** WHAT THE TASK ASKS **
Write out the entries again exactly as they are given.

** Items from a dataset **
>> Begin

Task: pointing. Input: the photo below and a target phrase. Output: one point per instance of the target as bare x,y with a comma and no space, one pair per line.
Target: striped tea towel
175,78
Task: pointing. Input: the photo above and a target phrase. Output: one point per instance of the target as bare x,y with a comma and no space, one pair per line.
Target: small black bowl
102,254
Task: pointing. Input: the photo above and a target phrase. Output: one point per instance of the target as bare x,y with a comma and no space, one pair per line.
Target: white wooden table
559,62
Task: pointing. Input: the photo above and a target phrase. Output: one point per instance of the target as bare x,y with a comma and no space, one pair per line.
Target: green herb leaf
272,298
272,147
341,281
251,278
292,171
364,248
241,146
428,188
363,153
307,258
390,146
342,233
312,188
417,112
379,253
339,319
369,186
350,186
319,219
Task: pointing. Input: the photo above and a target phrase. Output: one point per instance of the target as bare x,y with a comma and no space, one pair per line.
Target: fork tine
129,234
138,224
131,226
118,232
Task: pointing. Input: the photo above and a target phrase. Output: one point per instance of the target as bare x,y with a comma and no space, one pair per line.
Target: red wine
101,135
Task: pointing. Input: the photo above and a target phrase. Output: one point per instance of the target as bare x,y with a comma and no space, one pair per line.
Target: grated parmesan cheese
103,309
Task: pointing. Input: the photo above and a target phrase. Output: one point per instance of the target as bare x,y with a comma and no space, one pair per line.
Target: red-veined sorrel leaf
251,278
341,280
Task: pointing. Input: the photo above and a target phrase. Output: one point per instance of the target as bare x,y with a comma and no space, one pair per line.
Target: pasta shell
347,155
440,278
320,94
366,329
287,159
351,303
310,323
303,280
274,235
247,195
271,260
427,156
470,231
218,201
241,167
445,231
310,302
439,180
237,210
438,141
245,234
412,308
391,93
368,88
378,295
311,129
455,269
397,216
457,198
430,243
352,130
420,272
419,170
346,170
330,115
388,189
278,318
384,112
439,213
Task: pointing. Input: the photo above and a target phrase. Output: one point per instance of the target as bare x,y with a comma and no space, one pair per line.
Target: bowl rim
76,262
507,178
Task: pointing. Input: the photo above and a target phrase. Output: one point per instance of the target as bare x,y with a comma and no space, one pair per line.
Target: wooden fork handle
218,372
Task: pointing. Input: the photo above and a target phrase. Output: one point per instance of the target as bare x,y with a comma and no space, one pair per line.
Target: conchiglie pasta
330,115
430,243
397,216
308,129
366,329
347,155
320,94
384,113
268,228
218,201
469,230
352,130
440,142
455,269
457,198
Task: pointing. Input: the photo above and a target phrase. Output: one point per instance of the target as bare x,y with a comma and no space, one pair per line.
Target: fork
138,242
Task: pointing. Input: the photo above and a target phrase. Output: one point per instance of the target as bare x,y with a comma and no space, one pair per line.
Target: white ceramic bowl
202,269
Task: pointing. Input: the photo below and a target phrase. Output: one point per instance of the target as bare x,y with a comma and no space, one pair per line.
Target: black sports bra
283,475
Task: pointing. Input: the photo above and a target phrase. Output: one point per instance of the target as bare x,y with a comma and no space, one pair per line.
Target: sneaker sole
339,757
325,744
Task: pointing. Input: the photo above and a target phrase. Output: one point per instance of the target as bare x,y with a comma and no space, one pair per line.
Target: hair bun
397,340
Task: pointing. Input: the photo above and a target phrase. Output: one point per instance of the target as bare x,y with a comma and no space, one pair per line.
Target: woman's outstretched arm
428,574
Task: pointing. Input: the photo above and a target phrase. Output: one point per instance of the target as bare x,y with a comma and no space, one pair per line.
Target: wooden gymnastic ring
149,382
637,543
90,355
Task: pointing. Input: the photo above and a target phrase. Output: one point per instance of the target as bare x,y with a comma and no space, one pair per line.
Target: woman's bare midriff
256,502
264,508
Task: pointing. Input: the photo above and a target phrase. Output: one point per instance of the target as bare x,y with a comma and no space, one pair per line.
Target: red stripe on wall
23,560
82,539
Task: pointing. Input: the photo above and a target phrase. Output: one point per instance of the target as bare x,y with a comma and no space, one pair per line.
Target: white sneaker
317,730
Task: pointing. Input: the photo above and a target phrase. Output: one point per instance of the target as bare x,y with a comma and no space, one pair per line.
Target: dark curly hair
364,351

>> End

** THE ANSWER **
Task: pointing. Input: the photo below and a target phrase. Output: one point per instance of the target as bare x,y with a comma and no space, one pair per line.
Target: striped tea towel
175,78
Task: pointing. Input: the photo above and a target phrase. Output: one point per instance of the target as bare x,y with a comma and no space, one pair per line.
Target: small black bowl
102,254
Task: pointing. Input: the photo above and a target phrase. Output: one point per instance of the target as bare x,y with a comma and no space, one pair per line.
Target: white wooden table
559,62
Task: pointing. Input: the photo above and a target phrase. Output: one point per instance of the target as bare x,y with a comma and no space, one pair per line.
Target: green herb leaf
272,298
272,147
341,281
251,278
292,171
364,248
241,146
428,188
363,153
307,258
390,146
342,233
312,188
417,112
379,253
339,319
369,186
350,186
319,219
Task: pointing. Input: the photo above and a target phrase. Output: one point per instance of the target as bare x,y with a comma and no space, one pair per line.
Target: fork tine
129,234
138,224
131,226
118,232
Task: pointing. Input: the photo above and a target phrase. Output: one point per instance of the target as bare x,y with a comma and no space, one pair per line.
Target: red wine
101,135
Task: pointing. Input: the photo above and a target phrase. Output: one point per instance of the target as bare x,y with a comma and no space, one pair per line.
Target: grated parmesan cheese
103,309
Task: pointing. Input: the photo above and a target phrase. Output: one point per instance of the target as bare x,y with a comma and no space, one pair per line.
Target: red-veined sorrel leaf
251,278
341,280
Task: pointing. Input: the photo above and a target phrase. Output: one point per instance of the target as bare x,y with a comma and no space, one pair per line.
Target: pasta shell
347,155
440,278
320,94
366,329
287,159
351,303
310,323
303,280
274,235
247,195
271,260
427,156
470,231
218,201
241,167
445,231
310,302
439,180
237,210
438,141
245,234
412,308
391,93
368,88
378,295
311,129
455,269
397,216
457,198
430,243
352,130
420,272
419,170
346,170
330,115
388,189
278,318
384,112
439,213
Task: pointing. Input: the photo above and a target phrase. Output: one point per instance of the target as bare x,y with a comma and no space, one pair per line.
Target: bowl rim
76,262
507,178
Task: pointing. Input: the photo above and a target phrase. Output: one point per instance of the target as bare x,y with a comma and no space, one pair per line.
Target: wooden fork handle
218,372
Task: pointing. Input: the photo above and a target phrase. Output: one point per instance of the target as bare x,y with a comma and no space, one pair per line.
Target: conchiglie pasta
330,115
430,243
397,216
308,129
366,329
347,155
320,94
384,113
268,228
218,201
469,230
352,130
440,142
455,269
457,198
Task: pointing. Input: the photo above and a target phrase. Output: one point per instance of the target as bare x,y with a comma and no space, one pair per line.
Target: fork
138,242
Task: pointing. Input: the photo above and a target phrase. Output: one point per instance of the target as bare x,y with a comma and no space, one pair per line.
Target: white ceramic bowl
202,269
Task: pointing. Input: the photo below and a target phrase. Output: one point per instance of the target as bare x,y with a comma and no space, one pair per line.
Target: black sports bra
283,475
Task: pointing. Input: the photo above and a target phrase. Output: one point per instance of the target as bare x,y with a comma and no space, one pair per line.
Target: sneaker sole
339,757
325,744
Task: pointing. Input: the photo above and a target phrase. Output: one point per instance of the target as bare x,y with a comma and no space, one pair per line.
Target: hair bun
397,340
Task: pointing. Input: the photo above and a target phrase. Output: one point per instance of the target as bare x,y with a comma and no space, one pair per line.
Target: woman's outstretched arm
428,574
Task: pointing. Input: the photo above and a target phrase. Output: one point per instance of the target as bare x,y with a comma and no space, one pair per line.
Target: wooden gymnastic ring
149,382
637,543
90,355
Task: pointing. Input: the photo above and a target phrase. Output: one point per instance of the target as bare x,y with a comma and no space, one pair per line.
Target: woman's bare midriff
256,502
264,508
Task: pointing. Input: the photo above and a target phrase. Output: one point per instance of the target as bare x,y with a comma and no space, one pair per line.
Target: red stripe on wall
23,560
82,539
Task: pointing. Input: the photo above and a target phrase. Output: one point per instance of the target as bare x,y with a comma and no space, one pair per line.
Target: white sneaker
317,730
Task: pointing. Input: the photo above and a target phrase. Output: one point per instance of the target as bare x,y with a comma and no space, one pair per line.
Target: dark curly hair
364,351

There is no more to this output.